## Set task:
Rewrite everything from the line containing "mark the region of every instance of the dry" down to the line containing "232 420 L 263", putting "withered grass" in place of "dry grass" and leaving the rest unchanged.

● ● ● ●

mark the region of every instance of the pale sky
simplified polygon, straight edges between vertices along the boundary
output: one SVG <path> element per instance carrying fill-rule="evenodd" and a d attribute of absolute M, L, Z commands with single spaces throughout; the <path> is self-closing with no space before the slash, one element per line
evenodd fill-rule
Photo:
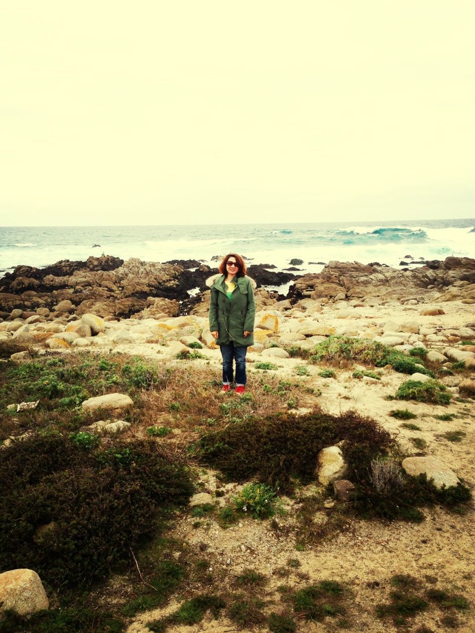
<path fill-rule="evenodd" d="M 473 0 L 0 0 L 0 224 L 474 217 L 474 23 Z"/>

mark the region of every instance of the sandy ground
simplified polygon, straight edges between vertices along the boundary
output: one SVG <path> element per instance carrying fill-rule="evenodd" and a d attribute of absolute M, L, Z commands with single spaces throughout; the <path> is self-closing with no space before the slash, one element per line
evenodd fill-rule
<path fill-rule="evenodd" d="M 443 308 L 445 315 L 436 317 L 422 316 L 420 306 L 390 306 L 365 308 L 360 311 L 363 318 L 355 321 L 356 327 L 363 320 L 373 320 L 376 323 L 388 318 L 399 321 L 417 320 L 421 325 L 439 329 L 458 328 L 475 320 L 475 310 L 472 305 L 457 302 L 436 304 Z M 323 321 L 319 316 L 320 320 Z M 341 325 L 341 321 L 332 320 L 329 315 L 325 322 L 330 325 Z M 438 345 L 431 345 L 437 349 Z M 441 346 L 443 347 L 444 346 Z M 125 348 L 124 348 L 124 351 Z M 156 358 L 156 353 L 149 346 L 140 346 L 134 353 Z M 218 351 L 203 350 L 203 353 L 216 367 L 219 375 L 220 357 Z M 252 361 L 262 360 L 256 354 L 250 353 L 249 391 L 252 392 L 252 380 L 256 370 Z M 271 359 L 269 359 L 271 360 Z M 200 362 L 205 362 L 201 361 Z M 295 368 L 302 365 L 301 359 L 281 359 L 275 361 L 282 377 L 293 377 Z M 305 363 L 305 361 L 303 363 Z M 353 371 L 337 370 L 336 379 L 325 379 L 318 376 L 321 368 L 308 365 L 310 376 L 302 379 L 306 384 L 321 391 L 315 402 L 332 413 L 339 413 L 348 409 L 369 415 L 385 429 L 394 433 L 403 451 L 415 454 L 417 451 L 410 442 L 412 437 L 421 437 L 427 442 L 425 454 L 438 458 L 449 465 L 467 485 L 475 483 L 474 462 L 474 440 L 475 439 L 475 407 L 469 403 L 453 402 L 446 407 L 408 402 L 395 403 L 385 399 L 395 392 L 398 386 L 407 379 L 407 376 L 386 370 L 379 382 L 367 384 L 351 377 Z M 303 407 L 312 406 L 311 399 L 303 403 Z M 304 408 L 302 410 L 305 410 Z M 394 408 L 408 408 L 415 413 L 415 422 L 421 428 L 414 433 L 400 427 L 401 422 L 391 417 L 389 412 Z M 436 420 L 433 416 L 441 413 L 455 413 L 457 417 L 452 422 Z M 439 436 L 448 430 L 463 430 L 466 436 L 459 443 L 452 443 Z M 209 471 L 202 476 L 206 491 L 212 494 L 215 487 L 215 473 Z M 236 486 L 228 487 L 230 494 Z M 222 503 L 222 499 L 217 499 Z M 288 515 L 291 516 L 293 502 L 285 500 Z M 327 520 L 324 513 L 319 518 Z M 352 612 L 354 631 L 379 633 L 397 629 L 390 620 L 378 620 L 374 615 L 374 608 L 388 599 L 389 579 L 395 574 L 410 574 L 424 582 L 432 583 L 439 589 L 449 589 L 462 593 L 471 603 L 471 611 L 459 616 L 460 633 L 475 631 L 475 523 L 472 507 L 464 516 L 450 513 L 436 507 L 425 510 L 426 520 L 419 524 L 404 522 L 381 522 L 377 521 L 351 520 L 345 530 L 331 534 L 317 545 L 307 548 L 303 551 L 296 551 L 296 541 L 292 534 L 291 520 L 279 519 L 287 522 L 290 534 L 279 536 L 269 527 L 269 522 L 258 522 L 251 518 L 243 519 L 239 525 L 229 529 L 222 529 L 212 520 L 203 522 L 195 529 L 196 520 L 187 517 L 177 526 L 172 535 L 179 541 L 188 544 L 190 548 L 198 548 L 206 544 L 206 556 L 210 560 L 213 573 L 221 579 L 224 585 L 226 579 L 232 577 L 244 569 L 252 568 L 265 574 L 269 579 L 266 595 L 275 601 L 269 611 L 282 609 L 279 594 L 276 589 L 282 583 L 294 587 L 301 587 L 321 580 L 331 579 L 347 583 L 353 591 Z M 288 527 L 289 527 L 288 526 Z M 285 567 L 289 558 L 297 559 L 300 566 L 289 569 L 289 575 L 283 578 L 279 570 Z M 301 577 L 303 576 L 303 577 Z M 428 579 L 429 580 L 428 580 Z M 213 587 L 213 590 L 215 587 Z M 165 610 L 157 610 L 141 615 L 127 629 L 128 633 L 146 633 L 148 629 L 145 623 L 162 617 L 177 608 L 172 601 Z M 433 609 L 411 620 L 411 630 L 425 625 L 436 633 L 453 630 L 445 625 L 441 618 L 444 613 Z M 333 627 L 333 628 L 332 628 Z M 324 623 L 299 624 L 299 631 L 336 630 L 335 624 L 329 618 Z M 170 627 L 172 633 L 224 633 L 239 629 L 224 617 L 218 620 L 206 617 L 199 625 L 191 627 Z M 251 629 L 253 630 L 253 629 Z M 267 629 L 266 629 L 267 630 Z"/>

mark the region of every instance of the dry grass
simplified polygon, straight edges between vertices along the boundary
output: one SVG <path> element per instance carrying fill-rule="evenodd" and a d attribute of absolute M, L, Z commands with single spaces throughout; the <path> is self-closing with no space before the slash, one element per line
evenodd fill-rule
<path fill-rule="evenodd" d="M 232 420 L 263 418 L 291 406 L 314 403 L 296 382 L 284 382 L 277 376 L 252 376 L 244 396 L 240 397 L 232 390 L 221 392 L 216 368 L 182 361 L 168 372 L 163 388 L 141 393 L 148 425 L 160 423 L 175 430 L 165 441 L 176 441 L 176 430 L 180 441 L 184 434 L 182 439 L 187 441 L 190 433 L 215 430 Z"/>

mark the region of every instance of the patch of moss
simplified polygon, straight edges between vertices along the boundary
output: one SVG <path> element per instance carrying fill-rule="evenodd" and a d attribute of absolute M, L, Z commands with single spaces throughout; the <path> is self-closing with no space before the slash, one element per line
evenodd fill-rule
<path fill-rule="evenodd" d="M 434 380 L 426 382 L 407 380 L 399 387 L 394 398 L 396 400 L 417 400 L 434 404 L 448 404 L 452 399 L 445 387 Z"/>
<path fill-rule="evenodd" d="M 256 369 L 263 369 L 263 370 L 277 370 L 279 368 L 274 363 L 255 363 L 254 367 Z"/>
<path fill-rule="evenodd" d="M 415 413 L 413 413 L 408 409 L 394 409 L 390 411 L 390 415 L 391 418 L 396 418 L 396 420 L 415 420 L 417 417 Z"/>
<path fill-rule="evenodd" d="M 251 628 L 265 620 L 262 611 L 265 603 L 260 598 L 237 596 L 227 611 L 227 617 L 240 627 Z"/>
<path fill-rule="evenodd" d="M 84 606 L 39 611 L 28 618 L 9 611 L 0 620 L 0 633 L 122 633 L 125 629 L 112 613 Z"/>
<path fill-rule="evenodd" d="M 464 437 L 467 437 L 467 434 L 464 431 L 460 430 L 446 431 L 442 434 L 441 437 L 445 437 L 449 442 L 461 442 Z"/>
<path fill-rule="evenodd" d="M 423 451 L 427 448 L 427 442 L 421 437 L 410 437 L 410 441 L 418 451 Z"/>
<path fill-rule="evenodd" d="M 352 376 L 353 378 L 363 378 L 364 376 L 367 376 L 368 378 L 373 378 L 375 380 L 380 380 L 381 377 L 379 373 L 376 373 L 376 372 L 353 372 Z"/>
<path fill-rule="evenodd" d="M 295 620 L 289 615 L 281 613 L 271 613 L 267 626 L 271 633 L 295 633 L 297 630 Z"/>
<path fill-rule="evenodd" d="M 339 583 L 320 582 L 291 592 L 286 599 L 294 611 L 307 620 L 322 622 L 326 617 L 341 617 L 346 613 L 342 601 L 344 589 Z"/>
<path fill-rule="evenodd" d="M 141 611 L 162 606 L 170 594 L 180 584 L 184 575 L 184 570 L 180 565 L 174 561 L 162 561 L 149 585 L 144 587 L 136 598 L 122 606 L 122 614 L 132 617 Z"/>
<path fill-rule="evenodd" d="M 15 442 L 0 451 L 0 568 L 87 586 L 128 563 L 130 548 L 193 490 L 186 469 L 159 457 L 151 441 L 96 451 L 59 434 Z M 39 548 L 35 533 L 49 523 Z"/>
<path fill-rule="evenodd" d="M 342 441 L 350 477 L 367 480 L 371 460 L 393 445 L 374 420 L 347 411 L 332 416 L 318 410 L 305 415 L 282 413 L 247 420 L 207 433 L 199 442 L 201 459 L 229 479 L 291 488 L 293 477 L 310 481 L 320 451 Z"/>

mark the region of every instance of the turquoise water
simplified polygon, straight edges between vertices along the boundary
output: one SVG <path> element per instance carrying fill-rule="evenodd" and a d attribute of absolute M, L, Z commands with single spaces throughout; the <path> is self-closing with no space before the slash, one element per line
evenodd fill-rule
<path fill-rule="evenodd" d="M 0 270 L 42 267 L 60 260 L 115 255 L 144 261 L 199 259 L 236 252 L 255 263 L 315 272 L 331 260 L 398 266 L 406 255 L 475 258 L 475 219 L 293 224 L 130 227 L 8 227 L 0 229 Z M 98 244 L 99 246 L 94 246 Z"/>

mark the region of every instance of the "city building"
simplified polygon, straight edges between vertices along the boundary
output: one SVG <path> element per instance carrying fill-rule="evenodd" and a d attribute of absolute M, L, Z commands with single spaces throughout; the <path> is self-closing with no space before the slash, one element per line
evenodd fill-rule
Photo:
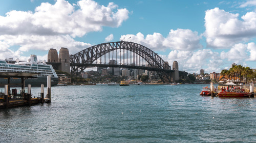
<path fill-rule="evenodd" d="M 126 69 L 123 69 L 122 70 L 122 76 L 129 76 L 130 71 Z"/>
<path fill-rule="evenodd" d="M 212 73 L 210 73 L 210 79 L 211 80 L 219 79 L 219 78 L 220 78 L 220 73 L 213 72 Z"/>
<path fill-rule="evenodd" d="M 68 77 L 65 74 L 58 74 L 58 85 L 67 85 L 71 83 L 71 78 Z"/>
<path fill-rule="evenodd" d="M 102 69 L 102 72 L 101 73 L 101 75 L 104 76 L 106 75 L 108 75 L 108 69 L 106 68 L 104 68 Z"/>
<path fill-rule="evenodd" d="M 117 61 L 115 60 L 110 60 L 110 65 L 117 65 Z M 120 68 L 110 67 L 110 69 L 112 71 L 112 74 L 115 76 L 119 76 L 120 69 Z"/>
<path fill-rule="evenodd" d="M 47 57 L 48 64 L 51 64 L 55 70 L 70 73 L 70 60 L 69 50 L 61 47 L 58 52 L 55 49 L 50 49 Z"/>

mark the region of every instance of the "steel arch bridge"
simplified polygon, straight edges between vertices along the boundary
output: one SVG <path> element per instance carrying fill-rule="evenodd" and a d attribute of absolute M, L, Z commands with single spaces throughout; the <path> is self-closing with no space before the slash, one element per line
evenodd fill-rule
<path fill-rule="evenodd" d="M 137 43 L 122 41 L 98 44 L 71 54 L 70 66 L 71 74 L 76 76 L 90 67 L 144 69 L 156 71 L 164 82 L 173 81 L 171 74 L 174 71 L 152 50 Z"/>

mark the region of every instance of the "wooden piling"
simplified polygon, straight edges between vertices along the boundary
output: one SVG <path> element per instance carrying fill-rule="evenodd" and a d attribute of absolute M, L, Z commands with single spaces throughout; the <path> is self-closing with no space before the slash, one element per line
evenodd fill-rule
<path fill-rule="evenodd" d="M 42 104 L 45 103 L 45 97 L 44 97 L 44 85 L 41 84 L 41 102 Z"/>
<path fill-rule="evenodd" d="M 47 98 L 49 99 L 49 103 L 51 103 L 51 75 L 47 76 Z"/>
<path fill-rule="evenodd" d="M 7 109 L 9 107 L 9 87 L 8 85 L 5 85 L 5 108 Z"/>
<path fill-rule="evenodd" d="M 31 85 L 28 84 L 28 101 L 29 102 L 29 105 L 31 105 Z"/>

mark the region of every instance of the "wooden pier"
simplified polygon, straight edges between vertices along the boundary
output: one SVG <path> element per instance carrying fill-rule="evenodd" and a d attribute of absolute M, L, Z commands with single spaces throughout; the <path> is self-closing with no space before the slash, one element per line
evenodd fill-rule
<path fill-rule="evenodd" d="M 35 74 L 36 75 L 37 74 Z M 35 78 L 35 74 L 26 73 L 0 72 L 0 78 L 7 78 L 8 83 L 5 84 L 5 92 L 0 93 L 0 109 L 16 107 L 20 106 L 30 106 L 38 103 L 51 102 L 51 76 L 47 76 L 47 92 L 46 97 L 44 95 L 44 85 L 41 85 L 41 92 L 38 97 L 32 98 L 31 93 L 30 84 L 28 85 L 28 92 L 25 91 L 25 80 L 27 78 Z M 10 92 L 10 79 L 12 77 L 22 78 L 22 90 L 20 94 L 17 93 L 16 89 L 13 89 Z"/>
<path fill-rule="evenodd" d="M 28 100 L 11 99 L 9 100 L 8 107 L 12 108 L 22 106 L 29 106 L 30 104 L 30 105 L 35 105 L 41 103 L 42 102 L 44 103 L 49 103 L 49 98 L 45 98 L 44 101 L 42 101 L 40 98 L 32 98 L 30 103 Z M 5 108 L 6 103 L 5 102 L 0 102 L 0 109 L 4 109 Z"/>

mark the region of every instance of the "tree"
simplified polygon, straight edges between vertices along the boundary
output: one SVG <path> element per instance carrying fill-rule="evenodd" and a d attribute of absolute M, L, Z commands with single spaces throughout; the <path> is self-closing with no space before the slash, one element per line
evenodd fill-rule
<path fill-rule="evenodd" d="M 189 79 L 189 80 L 192 80 L 192 81 L 195 81 L 196 80 L 196 77 L 195 76 L 194 76 L 194 75 L 193 74 L 189 74 L 188 77 L 188 79 Z"/>
<path fill-rule="evenodd" d="M 148 76 L 147 76 L 147 75 L 142 75 L 141 76 L 140 78 L 141 78 L 140 79 L 141 80 L 141 81 L 142 81 L 142 82 L 146 82 L 149 79 Z"/>
<path fill-rule="evenodd" d="M 227 70 L 222 70 L 221 72 L 221 75 L 223 76 L 224 81 L 226 81 L 226 76 L 227 76 Z"/>
<path fill-rule="evenodd" d="M 246 83 L 249 83 L 249 76 L 250 74 L 252 74 L 253 71 L 249 67 L 246 67 L 244 68 L 243 71 L 243 74 L 245 75 L 246 78 Z"/>

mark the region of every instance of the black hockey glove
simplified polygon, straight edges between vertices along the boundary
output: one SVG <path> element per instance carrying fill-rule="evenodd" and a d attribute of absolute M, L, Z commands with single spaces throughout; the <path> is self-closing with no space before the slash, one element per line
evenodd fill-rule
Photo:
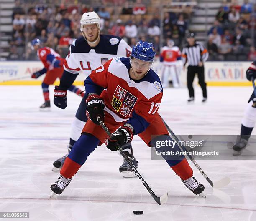
<path fill-rule="evenodd" d="M 86 116 L 95 124 L 99 125 L 97 117 L 100 117 L 104 121 L 105 114 L 103 109 L 105 105 L 102 98 L 97 94 L 90 95 L 86 99 L 87 110 Z"/>
<path fill-rule="evenodd" d="M 54 103 L 55 106 L 61 109 L 67 107 L 67 90 L 61 90 L 59 86 L 55 86 Z"/>
<path fill-rule="evenodd" d="M 123 126 L 111 133 L 106 141 L 107 147 L 113 151 L 117 151 L 118 143 L 120 146 L 130 142 L 133 138 L 133 134 L 131 128 Z"/>
<path fill-rule="evenodd" d="M 251 78 L 256 79 L 256 70 L 248 69 L 246 71 L 246 78 L 249 81 L 251 81 Z"/>
<path fill-rule="evenodd" d="M 31 75 L 31 77 L 32 78 L 37 78 L 43 74 L 41 74 L 39 71 L 37 71 L 36 72 L 33 73 L 33 74 Z"/>

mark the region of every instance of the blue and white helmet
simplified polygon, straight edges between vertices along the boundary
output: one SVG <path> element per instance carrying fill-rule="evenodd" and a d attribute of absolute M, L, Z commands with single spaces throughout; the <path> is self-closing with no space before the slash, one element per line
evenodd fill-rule
<path fill-rule="evenodd" d="M 131 54 L 131 56 L 135 58 L 151 62 L 154 61 L 155 55 L 153 44 L 141 40 L 133 47 Z"/>
<path fill-rule="evenodd" d="M 38 45 L 41 44 L 41 41 L 39 38 L 35 38 L 31 42 L 31 45 L 32 46 Z"/>

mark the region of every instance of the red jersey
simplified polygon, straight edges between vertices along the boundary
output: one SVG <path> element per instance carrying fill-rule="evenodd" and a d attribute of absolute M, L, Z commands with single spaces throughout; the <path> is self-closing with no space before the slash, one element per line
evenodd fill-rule
<path fill-rule="evenodd" d="M 55 52 L 52 48 L 44 47 L 37 50 L 37 56 L 44 64 L 44 67 L 48 70 L 51 70 L 55 68 L 59 68 L 64 63 L 64 59 L 60 55 Z M 54 63 L 56 60 L 60 61 L 59 67 L 54 67 Z"/>
<path fill-rule="evenodd" d="M 181 56 L 181 52 L 178 47 L 169 48 L 164 46 L 162 49 L 161 57 L 162 58 L 164 63 L 176 62 Z"/>
<path fill-rule="evenodd" d="M 143 131 L 157 113 L 163 95 L 157 75 L 150 69 L 142 79 L 130 78 L 129 58 L 117 57 L 97 68 L 84 81 L 87 93 L 100 94 L 105 103 L 104 110 L 116 122 L 126 122 L 134 129 L 134 134 Z"/>

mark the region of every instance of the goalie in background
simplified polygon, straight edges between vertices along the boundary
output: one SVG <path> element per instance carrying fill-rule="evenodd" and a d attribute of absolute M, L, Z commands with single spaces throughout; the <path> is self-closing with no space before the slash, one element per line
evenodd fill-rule
<path fill-rule="evenodd" d="M 40 110 L 49 110 L 51 107 L 49 85 L 53 84 L 57 78 L 60 79 L 62 76 L 64 70 L 63 65 L 65 59 L 62 58 L 52 48 L 48 47 L 42 47 L 41 42 L 38 38 L 33 40 L 29 45 L 32 50 L 36 51 L 37 56 L 44 66 L 42 70 L 33 73 L 31 77 L 37 78 L 46 73 L 41 84 L 44 103 L 40 106 Z M 68 90 L 79 96 L 83 97 L 84 95 L 81 90 L 73 85 L 70 87 Z"/>
<path fill-rule="evenodd" d="M 173 87 L 179 88 L 181 86 L 179 76 L 182 66 L 181 52 L 179 47 L 174 46 L 172 40 L 169 40 L 167 44 L 162 49 L 160 55 L 160 62 L 163 64 L 161 70 L 163 87 L 169 87 L 171 74 Z"/>

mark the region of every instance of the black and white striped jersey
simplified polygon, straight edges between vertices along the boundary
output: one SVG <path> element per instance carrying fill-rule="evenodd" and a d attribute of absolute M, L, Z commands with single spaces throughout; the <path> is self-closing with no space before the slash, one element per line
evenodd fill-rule
<path fill-rule="evenodd" d="M 200 61 L 206 61 L 208 56 L 208 51 L 204 45 L 196 41 L 194 45 L 187 44 L 183 48 L 182 58 L 184 65 L 187 61 L 190 66 L 197 66 Z"/>

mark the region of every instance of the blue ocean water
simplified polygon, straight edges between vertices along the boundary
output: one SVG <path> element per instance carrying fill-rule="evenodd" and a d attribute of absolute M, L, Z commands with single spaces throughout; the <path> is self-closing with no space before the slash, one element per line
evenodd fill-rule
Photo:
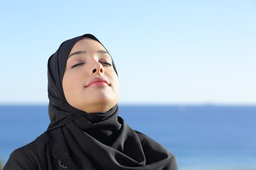
<path fill-rule="evenodd" d="M 0 157 L 36 138 L 47 106 L 0 106 Z M 132 128 L 176 157 L 180 169 L 256 169 L 256 106 L 119 106 Z"/>

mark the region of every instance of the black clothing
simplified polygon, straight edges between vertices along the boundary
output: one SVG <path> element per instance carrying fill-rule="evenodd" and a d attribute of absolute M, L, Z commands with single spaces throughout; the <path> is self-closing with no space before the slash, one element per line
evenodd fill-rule
<path fill-rule="evenodd" d="M 118 116 L 117 105 L 105 113 L 87 113 L 68 103 L 62 88 L 65 66 L 73 46 L 82 37 L 98 41 L 92 35 L 75 38 L 49 59 L 51 123 L 34 142 L 14 151 L 4 170 L 178 169 L 172 154 Z"/>

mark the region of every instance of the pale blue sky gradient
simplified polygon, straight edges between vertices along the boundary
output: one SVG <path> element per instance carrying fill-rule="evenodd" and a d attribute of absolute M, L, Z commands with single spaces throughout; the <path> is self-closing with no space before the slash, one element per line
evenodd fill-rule
<path fill-rule="evenodd" d="M 1 1 L 0 103 L 48 103 L 47 61 L 95 35 L 119 103 L 256 104 L 256 1 Z"/>

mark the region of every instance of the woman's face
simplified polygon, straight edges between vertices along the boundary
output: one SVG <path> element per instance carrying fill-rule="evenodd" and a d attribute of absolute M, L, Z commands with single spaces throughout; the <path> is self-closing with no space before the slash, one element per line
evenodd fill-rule
<path fill-rule="evenodd" d="M 71 50 L 63 79 L 68 103 L 86 113 L 109 110 L 119 98 L 110 55 L 96 40 L 82 38 Z"/>

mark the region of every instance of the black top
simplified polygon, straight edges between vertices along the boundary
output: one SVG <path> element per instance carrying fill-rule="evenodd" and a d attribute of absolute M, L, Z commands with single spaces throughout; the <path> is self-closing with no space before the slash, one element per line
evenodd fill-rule
<path fill-rule="evenodd" d="M 118 116 L 117 105 L 90 114 L 68 103 L 62 88 L 65 66 L 72 47 L 82 37 L 100 42 L 92 35 L 84 35 L 64 42 L 50 57 L 50 125 L 34 142 L 14 151 L 4 170 L 178 169 L 172 154 Z M 117 72 L 114 62 L 113 67 Z"/>

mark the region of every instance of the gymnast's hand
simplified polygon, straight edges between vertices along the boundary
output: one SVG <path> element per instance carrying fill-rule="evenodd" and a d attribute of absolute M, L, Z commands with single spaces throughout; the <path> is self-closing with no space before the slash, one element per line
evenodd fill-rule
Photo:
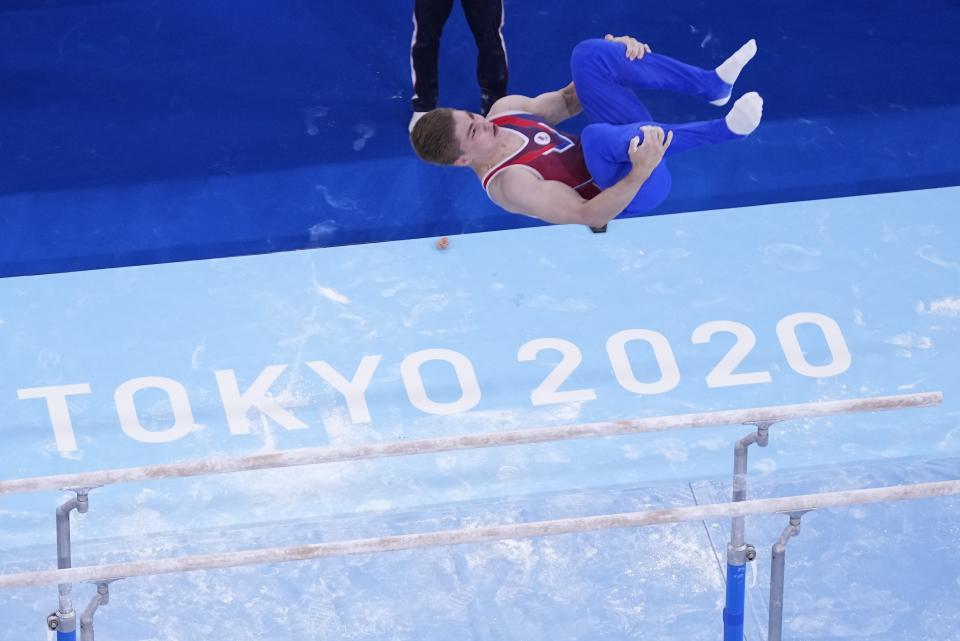
<path fill-rule="evenodd" d="M 640 127 L 643 132 L 643 142 L 640 142 L 640 136 L 634 136 L 630 139 L 630 162 L 637 171 L 649 174 L 660 164 L 663 154 L 667 153 L 667 148 L 673 142 L 673 132 L 668 131 L 663 134 L 661 127 L 645 125 Z"/>
<path fill-rule="evenodd" d="M 644 44 L 630 36 L 612 36 L 609 33 L 603 37 L 607 42 L 619 42 L 627 47 L 627 58 L 639 60 L 644 54 L 650 53 L 650 45 Z"/>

● ● ● ●

## Solution to this problem:
mark the region of every instance of the withered grass
simplified polygon, straight edges between vertices along the boundary
output: one SVG <path> element per instance carrying fill-rule="evenodd" and a d attribute of absolute M, L, Z commands with single spaces throughout; the <path> is self-closing with no space before the slash, one element per line
evenodd fill-rule
<path fill-rule="evenodd" d="M 232 420 L 263 418 L 291 406 L 314 403 L 296 382 L 284 382 L 277 376 L 252 376 L 244 396 L 240 397 L 232 390 L 221 392 L 216 368 L 182 361 L 168 372 L 163 388 L 141 393 L 148 425 L 160 423 L 175 430 L 165 441 L 176 441 L 176 430 L 180 441 L 184 434 L 182 439 L 187 441 L 190 433 L 215 430 Z"/>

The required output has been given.